Given instruction:
Write the records below out in full, character for character, with no pictures.

Exercise materials:
<<<<
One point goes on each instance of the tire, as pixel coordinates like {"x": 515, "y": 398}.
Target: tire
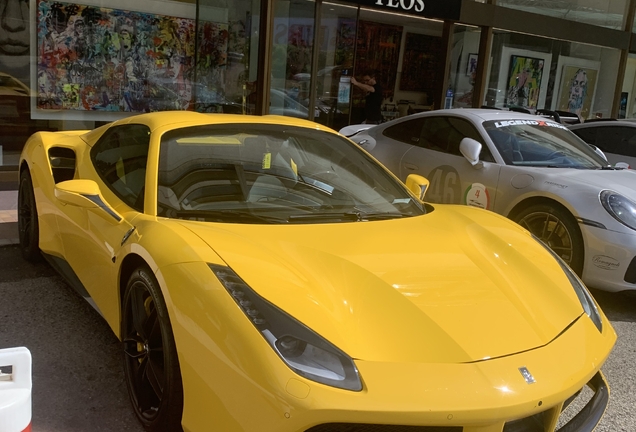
{"x": 151, "y": 363}
{"x": 28, "y": 227}
{"x": 557, "y": 228}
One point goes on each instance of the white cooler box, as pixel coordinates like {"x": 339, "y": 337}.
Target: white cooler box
{"x": 15, "y": 390}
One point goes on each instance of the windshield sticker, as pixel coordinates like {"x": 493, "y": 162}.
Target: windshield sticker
{"x": 477, "y": 196}
{"x": 605, "y": 262}
{"x": 541, "y": 123}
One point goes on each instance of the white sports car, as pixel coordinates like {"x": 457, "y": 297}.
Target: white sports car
{"x": 528, "y": 168}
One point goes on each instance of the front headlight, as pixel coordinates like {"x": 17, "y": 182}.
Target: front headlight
{"x": 588, "y": 303}
{"x": 621, "y": 208}
{"x": 303, "y": 350}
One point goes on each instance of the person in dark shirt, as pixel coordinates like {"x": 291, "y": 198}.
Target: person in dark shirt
{"x": 373, "y": 103}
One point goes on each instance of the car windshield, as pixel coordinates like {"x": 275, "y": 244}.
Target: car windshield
{"x": 541, "y": 144}
{"x": 244, "y": 173}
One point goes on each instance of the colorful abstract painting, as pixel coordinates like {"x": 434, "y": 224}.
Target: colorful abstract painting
{"x": 99, "y": 59}
{"x": 524, "y": 82}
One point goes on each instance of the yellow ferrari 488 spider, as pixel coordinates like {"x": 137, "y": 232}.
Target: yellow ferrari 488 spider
{"x": 267, "y": 274}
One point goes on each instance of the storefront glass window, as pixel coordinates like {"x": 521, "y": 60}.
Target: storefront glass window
{"x": 607, "y": 13}
{"x": 335, "y": 64}
{"x": 406, "y": 51}
{"x": 292, "y": 47}
{"x": 529, "y": 72}
{"x": 627, "y": 101}
{"x": 463, "y": 71}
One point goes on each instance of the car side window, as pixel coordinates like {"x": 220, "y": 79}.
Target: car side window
{"x": 444, "y": 134}
{"x": 617, "y": 139}
{"x": 407, "y": 131}
{"x": 120, "y": 158}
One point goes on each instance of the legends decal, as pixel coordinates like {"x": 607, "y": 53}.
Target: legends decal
{"x": 445, "y": 185}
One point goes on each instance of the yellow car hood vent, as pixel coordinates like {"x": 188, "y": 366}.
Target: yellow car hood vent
{"x": 438, "y": 288}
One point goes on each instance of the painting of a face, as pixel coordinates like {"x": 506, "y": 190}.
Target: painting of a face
{"x": 577, "y": 90}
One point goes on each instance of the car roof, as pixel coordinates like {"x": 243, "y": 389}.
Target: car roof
{"x": 165, "y": 120}
{"x": 483, "y": 114}
{"x": 605, "y": 122}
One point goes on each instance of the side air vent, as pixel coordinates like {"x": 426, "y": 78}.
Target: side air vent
{"x": 62, "y": 162}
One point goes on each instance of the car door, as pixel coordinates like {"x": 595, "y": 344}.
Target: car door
{"x": 454, "y": 180}
{"x": 93, "y": 237}
{"x": 390, "y": 143}
{"x": 618, "y": 143}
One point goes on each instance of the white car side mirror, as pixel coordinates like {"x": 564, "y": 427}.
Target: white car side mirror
{"x": 598, "y": 151}
{"x": 470, "y": 149}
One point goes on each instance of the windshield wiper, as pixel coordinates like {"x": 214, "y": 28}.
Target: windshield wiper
{"x": 226, "y": 216}
{"x": 381, "y": 216}
{"x": 322, "y": 217}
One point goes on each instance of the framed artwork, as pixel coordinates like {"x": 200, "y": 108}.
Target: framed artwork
{"x": 113, "y": 61}
{"x": 576, "y": 91}
{"x": 622, "y": 112}
{"x": 378, "y": 48}
{"x": 471, "y": 66}
{"x": 523, "y": 85}
{"x": 421, "y": 64}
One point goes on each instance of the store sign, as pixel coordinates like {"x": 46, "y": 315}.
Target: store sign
{"x": 443, "y": 9}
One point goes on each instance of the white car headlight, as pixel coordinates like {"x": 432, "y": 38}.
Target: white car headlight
{"x": 303, "y": 350}
{"x": 621, "y": 208}
{"x": 586, "y": 299}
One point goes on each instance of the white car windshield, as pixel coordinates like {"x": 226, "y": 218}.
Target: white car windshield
{"x": 245, "y": 173}
{"x": 541, "y": 144}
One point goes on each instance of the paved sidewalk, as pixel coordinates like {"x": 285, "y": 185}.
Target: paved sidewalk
{"x": 8, "y": 217}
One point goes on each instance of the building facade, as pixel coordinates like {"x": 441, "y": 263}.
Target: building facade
{"x": 67, "y": 65}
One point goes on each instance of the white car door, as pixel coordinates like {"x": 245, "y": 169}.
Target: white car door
{"x": 434, "y": 154}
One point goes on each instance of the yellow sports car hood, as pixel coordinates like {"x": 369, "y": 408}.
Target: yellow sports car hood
{"x": 441, "y": 288}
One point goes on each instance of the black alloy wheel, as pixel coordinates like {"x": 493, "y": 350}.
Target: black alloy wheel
{"x": 150, "y": 356}
{"x": 558, "y": 229}
{"x": 28, "y": 227}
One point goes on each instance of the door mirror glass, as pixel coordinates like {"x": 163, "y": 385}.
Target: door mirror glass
{"x": 418, "y": 185}
{"x": 85, "y": 194}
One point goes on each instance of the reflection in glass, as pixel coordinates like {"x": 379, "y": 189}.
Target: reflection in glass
>>>>
Result for this task:
One point goes on each instance of the tire, as pixel coordinates like {"x": 515, "y": 398}.
Target: tire
{"x": 151, "y": 363}
{"x": 28, "y": 227}
{"x": 557, "y": 228}
One point goes on each instance of the white cooler box, as pixel coordinates like {"x": 339, "y": 337}.
Target: white cooler box
{"x": 15, "y": 390}
One point goes on each instance of the windshield sticker, as pixel coordinates like {"x": 493, "y": 162}.
Target: windshield sticker
{"x": 477, "y": 196}
{"x": 605, "y": 262}
{"x": 541, "y": 123}
One point goes on each instance of the white sports car, as pixel coordinates like {"x": 457, "y": 297}.
Target: white sports car
{"x": 528, "y": 168}
One point goes on each instance of the front headlight, as pixel coordinates like {"x": 17, "y": 182}.
Target: front headlight
{"x": 588, "y": 303}
{"x": 621, "y": 208}
{"x": 303, "y": 350}
One point goes on each instance of the person in dark shirt, as pixel coordinates like {"x": 291, "y": 198}.
Target: person in dark shirt
{"x": 373, "y": 103}
One point goes on each instance of the car windshield, as pixel coordinates like {"x": 275, "y": 244}.
Target: car windshield
{"x": 541, "y": 144}
{"x": 244, "y": 173}
One point goes on each instance of the colorful abstract painting, as pixel coordinates like {"x": 434, "y": 224}.
Target: colorful abstract painting
{"x": 99, "y": 59}
{"x": 524, "y": 82}
One point goes on each instance of the yellow ferrari 488 spider, as pixel coordinates like {"x": 137, "y": 232}.
Target: yellow ferrari 488 spider
{"x": 267, "y": 274}
One point goes on each instance of the storefront glass window, as pixel coordinates like {"x": 521, "y": 60}.
Target: storefront glass window
{"x": 607, "y": 13}
{"x": 335, "y": 64}
{"x": 406, "y": 51}
{"x": 292, "y": 47}
{"x": 529, "y": 72}
{"x": 627, "y": 101}
{"x": 463, "y": 71}
One point goes on each instance of the car side window, as pixel coordinates like {"x": 220, "y": 79}.
Target: car side window
{"x": 444, "y": 134}
{"x": 617, "y": 139}
{"x": 407, "y": 131}
{"x": 120, "y": 158}
One point goes on each instance of the legends decal, as pixel coordinates like {"x": 607, "y": 53}.
Target: legends decal
{"x": 445, "y": 185}
One point goes on each instance of the yellow car hood vent, as pixel coordinates like {"x": 188, "y": 366}.
Target: yellow car hood vent
{"x": 438, "y": 288}
One point goes on each instance of the painting of a face, as pixel coordinates like {"x": 506, "y": 190}.
Target: painting of a face
{"x": 577, "y": 90}
One point goes on each instance of the car roof, as pixel coordinates like {"x": 243, "y": 389}.
Target: car roof
{"x": 165, "y": 120}
{"x": 483, "y": 114}
{"x": 605, "y": 122}
One point goes on each instance of the side air vent, as pixel coordinates like {"x": 426, "y": 78}.
Target: side air vent
{"x": 62, "y": 162}
One point goes on each instance of the car door, as pixel coordinates like {"x": 595, "y": 344}.
Target: car door
{"x": 454, "y": 180}
{"x": 93, "y": 237}
{"x": 390, "y": 143}
{"x": 618, "y": 143}
One point goes on each instance of the white car side mirror, as pixel coordinates like {"x": 564, "y": 427}.
Target: white car side mirror
{"x": 598, "y": 151}
{"x": 470, "y": 149}
One point goes on each instance of the windshield wiper, as pixel coordinates like {"x": 214, "y": 28}.
Target: windshield wiper
{"x": 226, "y": 216}
{"x": 381, "y": 216}
{"x": 322, "y": 217}
One point goes on each instance of the framed artwork, as pixel coordinates like {"x": 200, "y": 108}.
Target: framed artwork
{"x": 113, "y": 61}
{"x": 576, "y": 91}
{"x": 622, "y": 112}
{"x": 378, "y": 48}
{"x": 471, "y": 66}
{"x": 523, "y": 85}
{"x": 421, "y": 64}
One point goes on each instance of the store sign, as pixel coordinates like {"x": 46, "y": 315}.
Target: store sign
{"x": 443, "y": 9}
One point goes on each instance of the white car headlight, as pixel coordinates like {"x": 432, "y": 38}.
Target: white car headlight
{"x": 303, "y": 350}
{"x": 621, "y": 208}
{"x": 586, "y": 299}
One point goes on each instance of the white car windshield, as pixel coordinates like {"x": 226, "y": 218}.
Target: white car windshield
{"x": 245, "y": 173}
{"x": 541, "y": 144}
One point goes on each instance of the paved sidewalk, as pixel coordinates like {"x": 285, "y": 185}.
Target: paved sidewalk
{"x": 8, "y": 217}
One point goes on each instance of the building facade, as pixel coordinates like {"x": 441, "y": 263}.
Target: building facade
{"x": 67, "y": 65}
One point goes on each instance of the white car door, as pixel coordinates like {"x": 245, "y": 169}.
Target: white car door
{"x": 434, "y": 154}
One point goes on each instance of the yellow sports car hood, as pixel coordinates like {"x": 369, "y": 408}.
Target: yellow sports car hood
{"x": 441, "y": 288}
One point goes on each instance of the black alloy wheel, as pixel coordinates like {"x": 493, "y": 350}.
Target: black alloy wheel
{"x": 150, "y": 356}
{"x": 558, "y": 229}
{"x": 28, "y": 227}
One point goes on each instance of the door mirror glass, as pixel coordinates like {"x": 163, "y": 385}.
Target: door mirror glass
{"x": 418, "y": 185}
{"x": 85, "y": 194}
One point goes on each instance of the reflection in glass, as pixel coordinates like {"x": 379, "y": 189}.
Target: reflection in glass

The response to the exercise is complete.